■ Goal of the exercise ■
Give every entry again, word for word and in full.

■ Task input ■
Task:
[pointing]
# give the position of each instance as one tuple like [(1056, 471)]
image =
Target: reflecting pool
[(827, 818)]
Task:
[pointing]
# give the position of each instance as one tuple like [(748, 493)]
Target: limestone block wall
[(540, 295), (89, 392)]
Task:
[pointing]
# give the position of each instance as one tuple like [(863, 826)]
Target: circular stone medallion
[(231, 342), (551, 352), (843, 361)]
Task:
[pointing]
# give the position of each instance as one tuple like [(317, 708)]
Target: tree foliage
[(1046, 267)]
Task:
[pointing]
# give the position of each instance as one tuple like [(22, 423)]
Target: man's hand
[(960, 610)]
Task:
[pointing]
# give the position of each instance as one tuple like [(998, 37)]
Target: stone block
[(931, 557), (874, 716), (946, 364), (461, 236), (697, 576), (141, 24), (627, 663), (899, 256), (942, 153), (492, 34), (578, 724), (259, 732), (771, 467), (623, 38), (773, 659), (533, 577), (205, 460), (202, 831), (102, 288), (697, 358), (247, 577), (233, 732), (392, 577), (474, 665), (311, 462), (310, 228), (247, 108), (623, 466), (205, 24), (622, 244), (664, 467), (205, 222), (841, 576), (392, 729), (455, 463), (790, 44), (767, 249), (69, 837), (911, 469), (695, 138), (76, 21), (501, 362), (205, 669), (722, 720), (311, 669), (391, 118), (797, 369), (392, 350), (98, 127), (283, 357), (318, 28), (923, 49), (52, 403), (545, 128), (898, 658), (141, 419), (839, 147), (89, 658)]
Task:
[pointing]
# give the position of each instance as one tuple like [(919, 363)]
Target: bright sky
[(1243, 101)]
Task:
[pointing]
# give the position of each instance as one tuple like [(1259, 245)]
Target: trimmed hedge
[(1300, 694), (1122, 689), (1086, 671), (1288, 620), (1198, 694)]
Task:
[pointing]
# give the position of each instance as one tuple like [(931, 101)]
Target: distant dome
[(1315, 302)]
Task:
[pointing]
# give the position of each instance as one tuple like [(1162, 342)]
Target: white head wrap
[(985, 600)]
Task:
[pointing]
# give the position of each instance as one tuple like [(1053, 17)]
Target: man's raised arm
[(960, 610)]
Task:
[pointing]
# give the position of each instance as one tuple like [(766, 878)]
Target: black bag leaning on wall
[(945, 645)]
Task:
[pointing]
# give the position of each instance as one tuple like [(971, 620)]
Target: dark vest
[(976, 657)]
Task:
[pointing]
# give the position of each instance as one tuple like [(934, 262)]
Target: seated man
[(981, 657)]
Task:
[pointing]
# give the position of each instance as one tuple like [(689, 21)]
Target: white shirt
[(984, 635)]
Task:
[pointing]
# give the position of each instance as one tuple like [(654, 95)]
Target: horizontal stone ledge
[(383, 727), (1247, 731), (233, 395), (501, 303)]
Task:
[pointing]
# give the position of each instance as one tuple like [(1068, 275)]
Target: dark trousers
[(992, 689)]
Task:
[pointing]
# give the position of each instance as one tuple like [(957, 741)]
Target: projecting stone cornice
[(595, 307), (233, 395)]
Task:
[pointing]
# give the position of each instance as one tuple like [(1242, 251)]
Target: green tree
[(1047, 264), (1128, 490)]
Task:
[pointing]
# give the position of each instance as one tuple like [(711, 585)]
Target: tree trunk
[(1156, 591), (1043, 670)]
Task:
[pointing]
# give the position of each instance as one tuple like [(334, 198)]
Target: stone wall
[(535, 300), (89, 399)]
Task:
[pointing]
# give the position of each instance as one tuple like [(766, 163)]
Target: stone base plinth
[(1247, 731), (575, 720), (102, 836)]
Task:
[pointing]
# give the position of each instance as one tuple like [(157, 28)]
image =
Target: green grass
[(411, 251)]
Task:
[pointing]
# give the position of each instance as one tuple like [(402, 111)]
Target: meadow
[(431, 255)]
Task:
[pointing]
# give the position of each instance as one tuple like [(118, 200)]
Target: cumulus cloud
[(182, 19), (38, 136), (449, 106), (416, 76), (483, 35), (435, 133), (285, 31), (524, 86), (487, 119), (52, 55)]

■ Answer to the task ■
Task:
[pointing]
# give the position of each instance as one tuple like [(1056, 471)]
image =
Target: reflecting pool
[(827, 818)]
Task:
[pointing]
# give the position of each instance as one tuple like [(748, 493)]
Target: limestone block wall
[(540, 295), (89, 392)]
Task:
[pointing]
# give the position of each instance as one tuple like [(863, 826)]
Target: circular stone medallion
[(231, 342), (551, 352), (843, 361)]
Task:
[pointing]
# give the position of each instance as one tuple like [(317, 708)]
Target: tree foliage
[(1046, 267)]
Task:
[pointing]
# give the position of each instance as one tuple like [(22, 423)]
Target: man's hand
[(960, 610)]
Task:
[pointing]
# give the position of each instance as one tuple like [(998, 37)]
Target: stone block
[(931, 557), (874, 716), (946, 364), (461, 236), (697, 576), (141, 24), (627, 663), (899, 256), (942, 153), (492, 34), (578, 724), (259, 732), (771, 467), (623, 38), (773, 659), (533, 577), (205, 460), (202, 831), (102, 288), (697, 358), (247, 577), (233, 732), (392, 577), (474, 665), (311, 462), (310, 228), (247, 108), (623, 466), (205, 24), (622, 244), (664, 467), (205, 222), (841, 576), (392, 729), (455, 463), (790, 44), (767, 249), (69, 837), (911, 469), (695, 138), (76, 21), (501, 362), (205, 669), (722, 720), (311, 669), (391, 118), (797, 369), (392, 350), (98, 127), (283, 357), (318, 28), (923, 49), (52, 403), (545, 128), (898, 658), (141, 419), (839, 147), (89, 658)]
Task:
[pointing]
# give the position of each instance as one tuple like [(919, 363)]
Target: bright sky
[(1243, 101)]
Task:
[pointing]
# give the position of each instance as one tuple like [(1259, 245)]
Target: trimmed hedge
[(1300, 694), (1122, 689), (1086, 671), (1288, 620), (1198, 694)]
Task:
[pointing]
# give the position of each instance as one tuple like [(931, 101)]
Target: distant dome
[(1315, 302)]
Task:
[pointing]
# give the position of each instance as one tuple like [(1162, 342)]
Target: white head wrap
[(985, 600)]
Task:
[pointing]
# give the position of each instance as one tuple like [(1053, 17)]
Target: man's raised arm
[(960, 610)]
Task:
[pointing]
# give the position of each instance as one tuple like [(766, 878)]
Target: black bag leaning on wall
[(945, 645)]
Task:
[pointing]
# give the position of each instance as one tuple like [(971, 620)]
Target: dark vest
[(976, 657)]
Task:
[pointing]
# give the position of each instance as one tuple like [(934, 262)]
Target: seated man
[(981, 657)]
Task:
[pointing]
# give the position of each instance as one tuple like [(689, 21)]
Target: white shirt
[(984, 635)]
Task:
[pointing]
# give the position of each instance as one tuple like [(654, 95)]
Target: horizontal stone ledge
[(383, 727), (1247, 731), (233, 395), (501, 303)]
Task:
[pointing]
# give the position of each instance as one tuple like [(1068, 275)]
Target: dark trousers
[(992, 689)]
Task:
[pointing]
# give the position of each instance as one tuple like [(957, 741)]
Target: projecting stone cornice
[(595, 307), (233, 395)]
Task:
[pointing]
# give the position of each instance as one tuple like [(1242, 251)]
Target: green tree
[(1047, 264), (1128, 490)]
Task:
[pointing]
# give the position of each instance as one tuple like [(711, 585)]
Target: tree trunk
[(1156, 591), (1043, 670)]
Task:
[pointing]
# give the position of each instance as one tuple like [(334, 198)]
Target: stone wall
[(535, 300), (89, 399)]
Task:
[pointing]
# give the position of each instance as one tuple like [(766, 163)]
Target: stone base plinth
[(1247, 731), (575, 720), (102, 836)]
Task:
[pointing]
# give the position of each instance as one tuple like [(157, 28)]
image =
Target: green grass
[(411, 251)]
Task:
[pointing]
# give the position of each instance as one tuple like [(402, 111)]
Target: meadow
[(431, 255)]
Task:
[pointing]
# give the position of each instance as one tuple like [(118, 200)]
Target: cumulus cloud
[(182, 19), (38, 136), (449, 106), (416, 76), (483, 35), (435, 133), (285, 31), (524, 86), (487, 119), (52, 55)]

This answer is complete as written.